__Task inputs__
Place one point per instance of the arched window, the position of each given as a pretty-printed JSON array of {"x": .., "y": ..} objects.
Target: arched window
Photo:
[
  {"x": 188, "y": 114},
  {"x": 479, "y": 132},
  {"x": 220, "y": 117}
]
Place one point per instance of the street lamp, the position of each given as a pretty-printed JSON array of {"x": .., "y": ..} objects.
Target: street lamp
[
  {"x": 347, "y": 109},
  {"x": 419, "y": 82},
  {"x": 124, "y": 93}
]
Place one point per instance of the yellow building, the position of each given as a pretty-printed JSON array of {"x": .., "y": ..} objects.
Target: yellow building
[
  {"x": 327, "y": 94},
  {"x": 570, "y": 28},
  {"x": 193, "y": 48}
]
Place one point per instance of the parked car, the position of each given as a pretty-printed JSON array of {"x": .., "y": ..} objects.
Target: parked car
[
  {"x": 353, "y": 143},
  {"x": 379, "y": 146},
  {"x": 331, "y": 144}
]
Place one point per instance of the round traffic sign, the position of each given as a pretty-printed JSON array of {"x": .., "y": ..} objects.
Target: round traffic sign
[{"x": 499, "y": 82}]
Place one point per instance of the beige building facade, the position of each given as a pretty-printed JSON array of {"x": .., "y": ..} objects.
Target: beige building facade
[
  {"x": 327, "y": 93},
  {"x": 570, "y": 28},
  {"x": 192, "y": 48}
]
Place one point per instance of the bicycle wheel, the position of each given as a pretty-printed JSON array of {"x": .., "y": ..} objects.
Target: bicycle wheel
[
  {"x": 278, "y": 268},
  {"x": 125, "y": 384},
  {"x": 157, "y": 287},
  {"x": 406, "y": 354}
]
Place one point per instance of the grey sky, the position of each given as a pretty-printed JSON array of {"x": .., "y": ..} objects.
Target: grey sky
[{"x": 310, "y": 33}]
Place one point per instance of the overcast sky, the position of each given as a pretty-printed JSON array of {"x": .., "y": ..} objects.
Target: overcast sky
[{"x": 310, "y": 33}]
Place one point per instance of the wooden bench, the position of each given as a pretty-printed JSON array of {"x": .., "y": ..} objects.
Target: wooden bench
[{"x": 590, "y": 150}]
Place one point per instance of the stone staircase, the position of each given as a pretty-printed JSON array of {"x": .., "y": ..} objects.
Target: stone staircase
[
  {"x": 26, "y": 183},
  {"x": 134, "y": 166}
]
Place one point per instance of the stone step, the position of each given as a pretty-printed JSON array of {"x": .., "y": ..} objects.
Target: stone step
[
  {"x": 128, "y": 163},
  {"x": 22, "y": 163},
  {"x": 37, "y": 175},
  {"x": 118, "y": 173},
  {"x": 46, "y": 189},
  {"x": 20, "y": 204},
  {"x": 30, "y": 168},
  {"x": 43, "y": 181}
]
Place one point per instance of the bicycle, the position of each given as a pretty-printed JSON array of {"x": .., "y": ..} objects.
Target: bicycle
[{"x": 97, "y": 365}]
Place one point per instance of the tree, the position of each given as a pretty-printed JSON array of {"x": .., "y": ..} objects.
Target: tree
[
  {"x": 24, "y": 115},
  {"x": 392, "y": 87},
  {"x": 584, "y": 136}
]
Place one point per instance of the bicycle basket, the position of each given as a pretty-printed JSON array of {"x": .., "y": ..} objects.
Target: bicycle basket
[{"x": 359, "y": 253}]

__Written request__
Copy out every entry again, exactly as it was given.

__Response to this task__
Place one point per instance of the arched window, the position of each given as a pretty-printed JSON array of {"x": .., "y": ..} objects.
Target: arched window
Photo:
[
  {"x": 188, "y": 114},
  {"x": 479, "y": 132},
  {"x": 220, "y": 117}
]
Place one point per instance of the street lamp, the position of each given as a pretty-printed JSON array of {"x": .., "y": ..} objects.
Target: street lamp
[
  {"x": 347, "y": 109},
  {"x": 419, "y": 82},
  {"x": 124, "y": 93}
]
Place one point per instance of the yellow building, the position of each given as a pretty-printed JSON array of {"x": .., "y": ..} objects.
Target: yellow building
[
  {"x": 327, "y": 94},
  {"x": 570, "y": 28},
  {"x": 193, "y": 48}
]
Place one point per instance of the parked car, the position of each given as a pretty-printed JSON array of {"x": .., "y": ..} objects.
Target: parked car
[
  {"x": 353, "y": 143},
  {"x": 379, "y": 146},
  {"x": 331, "y": 144}
]
Place one point per instance of the round traffic sign, the position of each given as a pretty-printed JSON array of {"x": .., "y": ..} objects.
Target: round traffic sign
[{"x": 499, "y": 82}]
Place one point per instance of the beige building facade, the position of each given as a pretty-printed JSON array of {"x": .., "y": ..} objects.
Target: beige building facade
[
  {"x": 327, "y": 93},
  {"x": 570, "y": 28},
  {"x": 192, "y": 48}
]
Place one point per instance of the bicycle wheel, the position of each given as a pretty-printed JSON array of {"x": .., "y": ..} objects.
Target: bicycle wheel
[
  {"x": 278, "y": 268},
  {"x": 125, "y": 384},
  {"x": 157, "y": 287},
  {"x": 406, "y": 354}
]
Place one point per instance of the grey sky, the position of each given as a pretty-printed JSON array of {"x": .., "y": ..} objects.
Target: grey sky
[{"x": 310, "y": 33}]
Place one point per instance of the overcast sky, the position of each given as a pretty-printed JSON array of {"x": .., "y": ..} objects.
Target: overcast sky
[{"x": 310, "y": 33}]
Place one point per instance of the wooden bench, the position of each given as a pretty-printed JSON array of {"x": .., "y": ..} objects.
Target: wooden bench
[{"x": 590, "y": 150}]
Place one point per instance of the stone staircase, the position of each given as a pretty-printed JSON array of {"x": .., "y": ..} objects.
Target: stone staircase
[
  {"x": 26, "y": 183},
  {"x": 134, "y": 166}
]
Place one point per instance of the stone step, the position of each given as a pretty-printed JSON array of {"x": .., "y": ..} objects.
Target: stone step
[
  {"x": 128, "y": 163},
  {"x": 22, "y": 163},
  {"x": 37, "y": 175},
  {"x": 118, "y": 173},
  {"x": 46, "y": 189},
  {"x": 20, "y": 204},
  {"x": 30, "y": 168},
  {"x": 43, "y": 181}
]
Place one point per instance of the bicycle, the position of each given as a pretty-printed JSON array of {"x": .., "y": ..} objects.
Target: bicycle
[{"x": 97, "y": 365}]
Place one point per instance of the tree, the position of each given as a pretty-printed JSON array of {"x": .., "y": ..} objects.
Target: tree
[
  {"x": 24, "y": 115},
  {"x": 392, "y": 87},
  {"x": 584, "y": 136}
]
Place one point per instance of the bicycle basket, the position of each given as a pretty-printed JSON array of {"x": .., "y": ..} objects.
Target: bicycle basket
[{"x": 359, "y": 253}]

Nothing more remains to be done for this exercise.